• _What you need to do_: Copy all of the entries below line for line, keeping every word, space, and number unchanged.
===============
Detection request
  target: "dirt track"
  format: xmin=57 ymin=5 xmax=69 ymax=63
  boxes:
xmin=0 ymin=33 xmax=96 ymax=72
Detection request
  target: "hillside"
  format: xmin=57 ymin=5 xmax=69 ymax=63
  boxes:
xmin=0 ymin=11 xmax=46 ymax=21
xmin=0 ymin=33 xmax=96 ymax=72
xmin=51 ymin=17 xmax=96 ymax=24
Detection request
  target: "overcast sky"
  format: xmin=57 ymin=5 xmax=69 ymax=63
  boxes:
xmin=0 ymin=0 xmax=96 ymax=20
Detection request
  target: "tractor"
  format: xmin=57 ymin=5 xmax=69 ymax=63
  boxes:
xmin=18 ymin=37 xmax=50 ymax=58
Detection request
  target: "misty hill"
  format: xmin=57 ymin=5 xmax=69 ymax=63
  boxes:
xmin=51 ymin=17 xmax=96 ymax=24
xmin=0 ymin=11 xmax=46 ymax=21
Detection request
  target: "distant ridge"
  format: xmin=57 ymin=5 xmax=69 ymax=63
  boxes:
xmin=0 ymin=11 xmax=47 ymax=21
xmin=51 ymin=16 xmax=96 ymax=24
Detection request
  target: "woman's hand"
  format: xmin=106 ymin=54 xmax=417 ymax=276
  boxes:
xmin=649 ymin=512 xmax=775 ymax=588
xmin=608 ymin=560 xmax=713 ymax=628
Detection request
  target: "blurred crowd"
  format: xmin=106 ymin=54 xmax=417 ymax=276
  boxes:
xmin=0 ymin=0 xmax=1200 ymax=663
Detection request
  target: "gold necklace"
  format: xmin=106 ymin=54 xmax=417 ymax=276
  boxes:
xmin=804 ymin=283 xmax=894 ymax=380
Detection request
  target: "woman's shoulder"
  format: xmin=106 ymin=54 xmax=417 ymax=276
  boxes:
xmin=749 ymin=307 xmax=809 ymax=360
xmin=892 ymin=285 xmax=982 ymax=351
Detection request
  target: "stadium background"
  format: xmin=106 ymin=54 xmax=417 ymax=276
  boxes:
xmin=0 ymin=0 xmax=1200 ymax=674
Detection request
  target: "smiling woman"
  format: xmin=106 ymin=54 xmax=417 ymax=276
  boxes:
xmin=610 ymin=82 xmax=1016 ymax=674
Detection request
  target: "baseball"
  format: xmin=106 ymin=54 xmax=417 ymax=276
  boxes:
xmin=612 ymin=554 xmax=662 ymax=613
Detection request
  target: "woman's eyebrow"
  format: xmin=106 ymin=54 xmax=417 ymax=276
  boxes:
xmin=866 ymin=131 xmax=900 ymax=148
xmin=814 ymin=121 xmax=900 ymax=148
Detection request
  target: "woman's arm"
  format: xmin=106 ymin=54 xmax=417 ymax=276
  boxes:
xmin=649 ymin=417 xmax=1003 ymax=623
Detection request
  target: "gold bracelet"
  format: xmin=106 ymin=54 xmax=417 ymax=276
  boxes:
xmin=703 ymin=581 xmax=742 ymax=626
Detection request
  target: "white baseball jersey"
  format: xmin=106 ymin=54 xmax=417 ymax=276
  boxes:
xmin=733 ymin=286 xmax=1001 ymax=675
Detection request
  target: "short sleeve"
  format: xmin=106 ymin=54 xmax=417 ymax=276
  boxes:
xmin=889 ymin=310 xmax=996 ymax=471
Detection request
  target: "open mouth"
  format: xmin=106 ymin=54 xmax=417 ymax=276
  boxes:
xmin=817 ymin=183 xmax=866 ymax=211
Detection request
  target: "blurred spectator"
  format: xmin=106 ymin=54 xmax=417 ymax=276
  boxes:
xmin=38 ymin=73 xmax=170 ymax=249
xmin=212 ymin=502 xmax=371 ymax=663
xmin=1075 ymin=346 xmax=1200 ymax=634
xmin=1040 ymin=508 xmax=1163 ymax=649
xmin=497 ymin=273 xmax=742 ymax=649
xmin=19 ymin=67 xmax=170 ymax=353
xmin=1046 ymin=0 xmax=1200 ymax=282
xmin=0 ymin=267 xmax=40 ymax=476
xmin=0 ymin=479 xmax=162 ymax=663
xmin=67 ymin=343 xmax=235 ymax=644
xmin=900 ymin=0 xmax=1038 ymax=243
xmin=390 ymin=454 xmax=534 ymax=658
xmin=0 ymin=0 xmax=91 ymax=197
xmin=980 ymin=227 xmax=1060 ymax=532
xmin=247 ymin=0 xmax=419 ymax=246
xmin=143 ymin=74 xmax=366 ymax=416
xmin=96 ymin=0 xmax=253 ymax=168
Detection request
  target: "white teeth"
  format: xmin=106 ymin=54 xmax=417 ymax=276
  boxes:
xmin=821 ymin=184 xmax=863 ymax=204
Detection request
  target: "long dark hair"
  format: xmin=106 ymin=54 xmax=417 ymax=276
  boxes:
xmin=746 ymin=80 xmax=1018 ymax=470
===============
• _Answer in full_:
Detection request
  target: "dirt track"
  format: xmin=57 ymin=5 xmax=69 ymax=63
  boxes:
xmin=0 ymin=33 xmax=96 ymax=72
Detection request
  target: "hillside"
  format: xmin=57 ymin=5 xmax=69 ymax=63
  boxes:
xmin=0 ymin=11 xmax=46 ymax=21
xmin=0 ymin=33 xmax=96 ymax=72
xmin=51 ymin=17 xmax=96 ymax=24
Detection request
  target: "overcast sky"
  format: xmin=57 ymin=5 xmax=69 ymax=63
  boxes:
xmin=0 ymin=0 xmax=96 ymax=20
Detection request
  target: "tractor"
  format: xmin=57 ymin=5 xmax=69 ymax=63
  boxes:
xmin=18 ymin=37 xmax=50 ymax=58
Detection request
  target: "misty hill"
  format: xmin=57 ymin=5 xmax=69 ymax=63
  boxes:
xmin=51 ymin=17 xmax=96 ymax=24
xmin=0 ymin=11 xmax=46 ymax=21
Detection request
  target: "distant ridge"
  format: xmin=57 ymin=5 xmax=69 ymax=63
  boxes:
xmin=0 ymin=11 xmax=47 ymax=21
xmin=51 ymin=16 xmax=96 ymax=24
Detection request
  target: "woman's hand"
  format: xmin=106 ymin=54 xmax=417 ymax=276
  boxes:
xmin=649 ymin=512 xmax=775 ymax=588
xmin=608 ymin=560 xmax=713 ymax=628
Detection request
  target: "blurred crowd"
  format: xmin=106 ymin=54 xmax=417 ymax=276
  boxes:
xmin=0 ymin=0 xmax=1200 ymax=663
Detection request
  target: "gold necklace"
  format: xmin=106 ymin=54 xmax=417 ymax=276
  boxes:
xmin=804 ymin=283 xmax=894 ymax=380
Detection request
  target: "woman's shoulder"
  format: xmin=106 ymin=54 xmax=417 ymax=276
  boxes:
xmin=749 ymin=307 xmax=809 ymax=360
xmin=892 ymin=285 xmax=982 ymax=351
Detection request
  target: "stadium background"
  format: xmin=106 ymin=54 xmax=417 ymax=276
  boxes:
xmin=0 ymin=0 xmax=1200 ymax=674
Detection request
  target: "smiling woman"
  format: xmin=106 ymin=54 xmax=417 ymax=276
  boxes:
xmin=610 ymin=82 xmax=1016 ymax=674
Detection request
  target: "baseball"
  format: xmin=106 ymin=54 xmax=417 ymax=276
  boxes:
xmin=612 ymin=554 xmax=662 ymax=613
Detection request
  target: "woman's eyebrow"
  format: xmin=106 ymin=54 xmax=417 ymax=276
  boxes:
xmin=866 ymin=131 xmax=900 ymax=148
xmin=814 ymin=121 xmax=900 ymax=148
Detection request
  target: "woman's arm"
  format: xmin=106 ymin=54 xmax=417 ymax=276
  boxes:
xmin=649 ymin=417 xmax=1003 ymax=623
Detection request
  target: "gold bracelet"
  format: xmin=106 ymin=54 xmax=417 ymax=276
  boxes:
xmin=703 ymin=581 xmax=742 ymax=626
Detection request
  target: "white baseball jersey"
  format: xmin=106 ymin=54 xmax=417 ymax=276
  boxes:
xmin=733 ymin=286 xmax=1001 ymax=675
Detection request
  target: "short sleeve"
  format: xmin=106 ymin=54 xmax=417 ymax=276
  boxes:
xmin=889 ymin=310 xmax=996 ymax=471
Detection request
  target: "open mouth"
  format: xmin=106 ymin=54 xmax=417 ymax=276
  boxes:
xmin=817 ymin=183 xmax=866 ymax=211
Detection request
  target: "blurred spectator"
  format: xmin=106 ymin=54 xmax=417 ymax=276
  boxes:
xmin=38 ymin=73 xmax=170 ymax=249
xmin=212 ymin=502 xmax=371 ymax=663
xmin=1075 ymin=346 xmax=1200 ymax=634
xmin=1040 ymin=508 xmax=1163 ymax=649
xmin=497 ymin=273 xmax=742 ymax=649
xmin=19 ymin=67 xmax=170 ymax=353
xmin=1046 ymin=0 xmax=1200 ymax=282
xmin=0 ymin=267 xmax=40 ymax=476
xmin=0 ymin=479 xmax=162 ymax=663
xmin=67 ymin=343 xmax=235 ymax=644
xmin=900 ymin=0 xmax=1038 ymax=243
xmin=390 ymin=454 xmax=534 ymax=658
xmin=0 ymin=0 xmax=91 ymax=197
xmin=980 ymin=227 xmax=1060 ymax=532
xmin=247 ymin=0 xmax=419 ymax=246
xmin=143 ymin=74 xmax=366 ymax=416
xmin=96 ymin=0 xmax=253 ymax=168
Detection request
  target: "white teeth"
  format: xmin=106 ymin=54 xmax=417 ymax=276
  boxes:
xmin=821 ymin=184 xmax=863 ymax=204
Detection request
  target: "long dark hair"
  format: xmin=106 ymin=54 xmax=417 ymax=276
  boxes:
xmin=746 ymin=80 xmax=1018 ymax=470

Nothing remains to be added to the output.